Copy nothing from the entries below except the lines from the one containing "positive clicks: (562, 269) (629, 242)" through the one containing "negative clicks: (569, 214)", and copy those exactly.

Collected data
_ _ _

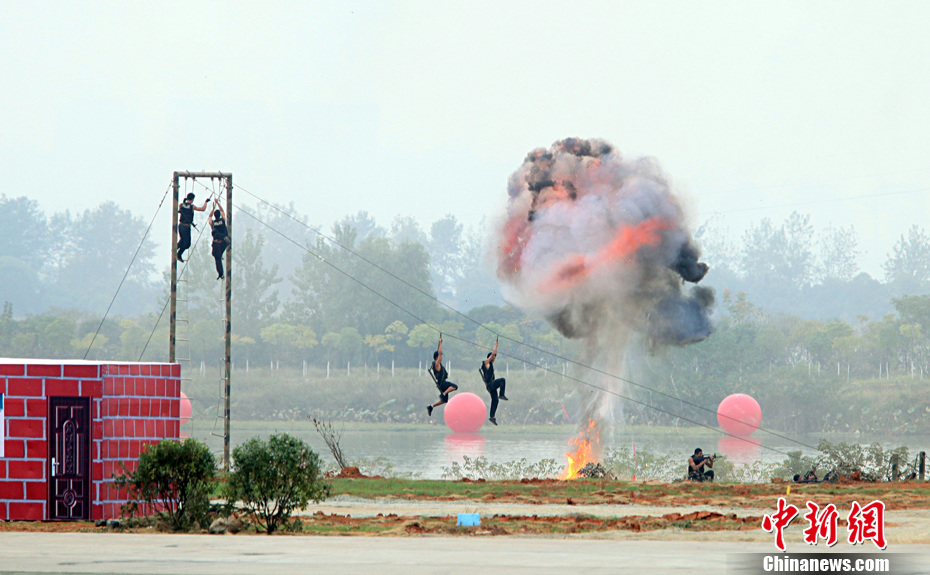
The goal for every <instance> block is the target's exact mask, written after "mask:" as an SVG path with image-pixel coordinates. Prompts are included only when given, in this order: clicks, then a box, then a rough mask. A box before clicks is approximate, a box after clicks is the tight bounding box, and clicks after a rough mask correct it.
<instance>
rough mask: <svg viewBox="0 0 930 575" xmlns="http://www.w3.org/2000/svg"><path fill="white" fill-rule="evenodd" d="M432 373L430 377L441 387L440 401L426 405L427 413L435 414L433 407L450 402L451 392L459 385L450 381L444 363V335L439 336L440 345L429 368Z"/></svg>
mask: <svg viewBox="0 0 930 575" xmlns="http://www.w3.org/2000/svg"><path fill="white" fill-rule="evenodd" d="M427 371H428V372H429V374H430V377H432V378H433V381H434V382H436V387H438V388H439V401H437V402H436V403H434V404H433V405H427V406H426V413H428V414H429V415H430V417H432V416H433V408H434V407H439V406H440V405H442V404H444V403H449V394H450V393H452V392H453V391H456V390H458V388H459V386H457V385H455V384H454V383H452V382H451V381H449V379H448V378H449V372H448V371H446V368H445V367H443V365H442V336H441V335H440V336H439V347H438V348H437V349H436V351H434V352H433V363H432V364H431V365H430V366H429V369H428V370H427Z"/></svg>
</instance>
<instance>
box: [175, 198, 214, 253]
mask: <svg viewBox="0 0 930 575" xmlns="http://www.w3.org/2000/svg"><path fill="white" fill-rule="evenodd" d="M209 201H210V198H207V199H206V200H204V201H203V205H202V206H200V207H199V208H198V207H197V206H195V205H194V193H193V192H191V193H189V194H187V197H185V198H184V200H183V201H182V202H181V205H180V206H178V214H179V216H178V261H179V262H183V261H184V258H183V256H184V252H185V250H187V248H189V247H191V226H193V225H194V211H195V210H196V211H198V212H202V211H204V210H206V209H207V203H208V202H209Z"/></svg>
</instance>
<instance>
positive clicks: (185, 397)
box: [181, 391, 194, 425]
mask: <svg viewBox="0 0 930 575" xmlns="http://www.w3.org/2000/svg"><path fill="white" fill-rule="evenodd" d="M193 412H194V408H193V406H191V400H190V399H189V398H188V397H187V394H186V393H184V392H183V391H182V392H181V425H184V424H185V423H187V422H188V421H190V420H191V414H192V413H193Z"/></svg>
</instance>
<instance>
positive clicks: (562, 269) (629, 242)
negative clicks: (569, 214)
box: [541, 217, 673, 292]
mask: <svg viewBox="0 0 930 575" xmlns="http://www.w3.org/2000/svg"><path fill="white" fill-rule="evenodd" d="M672 226H673V223H672V222H671V221H670V220H667V219H664V218H659V217H656V218H649V219H647V220H643V221H642V222H640V223H639V224H638V225H635V226H629V227H624V228H620V229H619V230H618V231H617V234H616V235H615V236H614V239H613V240H611V241H610V243H609V244H607V245H606V246H604V247H603V248H602V249H601V251H599V252H598V253H597V254H594V255H593V256H584V255H581V254H574V255H570V256H568V257H567V258H565V259H564V260H563V261H562V263H561V264H559V265H557V266H556V271H555V273H553V274H552V275H551V276H550V277H549V279H548V280H546V281H545V282H543V284H542V286H541V291H543V292H548V291H551V290H561V289H567V288H569V287H571V286H573V285H574V284H576V283H578V282H579V281H580V280H582V279H584V278H586V277H588V276H589V275H590V274H591V272H592V271H594V269H596V268H598V267H600V266H603V265H608V264H610V263H611V262H614V261H617V260H625V259H629V258H631V257H633V255H634V254H635V253H636V252H637V250H639V249H640V248H643V247H645V246H654V245H656V244H658V243H659V242H661V241H662V232H663V231H664V230H667V229H669V228H671V227H672Z"/></svg>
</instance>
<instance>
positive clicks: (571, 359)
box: [201, 184, 817, 450]
mask: <svg viewBox="0 0 930 575" xmlns="http://www.w3.org/2000/svg"><path fill="white" fill-rule="evenodd" d="M201 185H203V184H201ZM234 187H236V188H239V189H240V190H242V191H243V192H245V193H246V194H248V195H250V196H252V197H253V198H255V199H256V200H258V201H259V202H261V203H263V204H265V205H267V206H268V207H270V208H272V209H274V210H276V211H278V212H279V213H281V214H282V215H284V216H286V217H287V218H289V219H291V220H293V221H294V222H296V223H298V224H300V225H301V226H303V227H305V228H307V229H308V230H310V231H312V232H314V233H316V234H317V235H319V236H320V237H323V238H325V239H326V240H328V241H329V242H330V243H331V244H333V245H336V246H338V247H340V248H342V249H343V250H345V251H347V252H348V253H350V254H352V255H354V256H355V257H357V258H359V259H360V260H362V261H364V262H365V263H367V264H369V265H371V266H373V267H375V268H376V269H378V270H380V271H382V272H383V273H385V274H387V275H388V276H390V277H392V278H394V279H395V280H397V281H399V282H401V283H402V284H404V285H405V286H407V287H409V288H411V289H413V290H414V291H416V292H417V293H419V294H421V295H423V296H424V297H426V298H428V299H430V300H432V301H433V302H435V303H437V304H439V305H440V306H442V307H444V308H446V309H448V310H449V311H451V312H452V313H454V314H455V315H457V316H459V317H461V318H463V319H465V320H467V321H469V322H471V323H473V324H475V325H477V326H478V327H479V328H482V327H483V328H484V329H486V330H488V331H489V332H491V333H492V334H494V335H495V336H497V337H498V338H500V339H504V340H506V341H510V342H512V343H515V344H517V345H520V346H523V347H525V348H528V349H530V350H533V351H536V352H539V353H543V354H546V355H548V356H550V357H554V358H556V359H559V360H562V361H563V362H565V363H570V364H572V365H575V366H578V367H581V368H584V369H587V370H590V371H591V372H593V373H596V374H598V375H603V376H605V377H609V378H612V379H615V380H617V381H621V382H623V383H628V384H630V385H633V386H636V387H639V388H642V389H645V390H647V391H650V392H652V393H658V394H659V395H662V396H664V397H666V398H668V399H672V400H675V401H679V402H682V403H684V404H685V405H688V406H690V407H693V408H695V409H699V410H702V411H705V412H707V413H713V414H717V410H715V409H711V408H708V407H704V406H703V405H699V404H696V403H693V402H691V401H688V400H687V399H683V398H681V397H678V396H675V395H672V394H669V393H666V392H664V391H661V390H658V389H654V388H651V387H649V386H647V385H643V384H640V383H637V382H635V381H632V380H629V379H626V378H624V377H621V376H619V375H615V374H612V373H609V372H606V371H603V370H601V369H598V368H596V367H593V366H590V365H586V364H584V363H581V362H579V361H576V360H573V359H571V358H568V357H565V356H562V355H559V354H558V353H555V352H551V351H548V350H545V349H542V348H539V347H536V346H534V345H532V344H528V343H525V342H522V341H518V340H516V339H514V338H511V337H508V336H507V335H505V334H502V333H497V332H495V331H494V330H492V329H489V328H487V327H486V326H484V325H483V324H482V323H481V322H479V321H477V320H475V319H473V318H472V317H470V316H468V315H467V314H465V313H463V312H461V311H459V310H457V309H455V308H453V307H452V306H450V305H448V304H446V303H444V302H442V301H440V300H439V299H437V298H436V297H435V296H433V295H432V294H430V293H427V292H425V291H423V290H422V289H420V288H419V287H417V286H415V285H413V284H411V283H410V282H408V281H407V280H405V279H403V278H401V277H399V276H398V275H397V274H395V273H393V272H391V271H390V270H387V269H385V268H384V267H382V266H381V265H379V264H377V263H376V262H373V261H371V260H370V259H368V258H366V257H365V256H363V255H361V254H359V253H358V252H356V251H355V250H353V249H351V248H349V247H346V246H344V245H342V244H341V243H339V242H338V241H337V240H335V239H334V238H332V237H330V236H328V235H326V234H325V233H323V232H321V231H320V230H318V229H315V228H313V227H311V226H309V225H307V224H306V223H304V222H302V221H300V220H298V219H297V218H295V217H293V216H292V215H290V214H288V213H287V212H285V211H283V210H281V209H280V208H278V207H277V206H275V205H274V204H271V203H269V202H267V201H265V200H264V199H262V198H260V197H258V196H257V195H255V194H253V193H252V192H250V191H248V190H246V189H245V188H243V187H242V186H238V185H235V184H234ZM236 207H237V209H241V210H243V211H244V212H245V213H246V214H247V215H249V216H250V217H252V218H253V219H255V221H257V222H259V223H261V224H263V225H265V226H266V227H268V228H269V229H271V230H272V231H274V232H276V233H278V234H279V235H281V236H282V237H284V238H285V239H287V240H288V241H291V242H292V243H295V244H296V245H298V246H299V247H303V246H302V245H301V244H299V243H297V242H295V241H294V240H292V239H291V238H289V237H287V236H285V235H284V234H283V233H282V232H280V231H278V230H276V229H274V228H272V227H271V226H269V225H268V224H266V223H265V222H263V221H261V220H259V219H258V218H257V217H255V216H254V215H252V214H250V213H249V212H248V211H247V210H245V209H243V208H242V207H241V206H238V205H237V206H236ZM311 253H312V252H311ZM313 255H315V256H316V257H318V258H320V259H321V260H323V258H322V257H321V256H320V255H319V254H313ZM323 261H325V260H323ZM326 263H327V264H329V262H326ZM329 265H332V264H329ZM340 271H341V270H340ZM343 273H345V272H343ZM350 277H351V276H350ZM353 279H354V278H353ZM365 287H367V286H365ZM369 289H370V288H369ZM377 295H381V294H377ZM382 297H384V296H382ZM385 299H386V298H385ZM392 303H393V302H392ZM395 305H396V304H395ZM398 307H399V306H398ZM404 311H406V310H404ZM408 313H409V312H408ZM421 323H426V322H421ZM430 327H432V326H430ZM434 329H435V328H434ZM437 331H438V330H437ZM501 355H508V354H501ZM510 357H514V356H510ZM514 359H518V358H516V357H514ZM718 415H720V416H722V417H723V418H724V419H729V420H731V421H734V422H738V423H744V424H745V423H746V422H744V421H741V420H739V419H737V418H734V417H731V416H728V415H726V414H718ZM759 429H760V430H761V431H764V432H765V433H769V434H771V435H774V436H775V437H778V438H780V439H784V440H786V441H791V442H794V443H797V444H798V445H802V446H804V447H807V448H810V449H815V450H816V449H817V448H816V447H815V446H813V445H808V444H806V443H803V442H800V441H797V440H795V439H793V438H790V437H786V436H784V435H781V434H779V433H776V432H774V431H770V430H766V429H764V428H761V427H760V428H759Z"/></svg>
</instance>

_ _ _

> **Task solution**
positive clicks: (562, 269) (629, 242)
negative clicks: (569, 214)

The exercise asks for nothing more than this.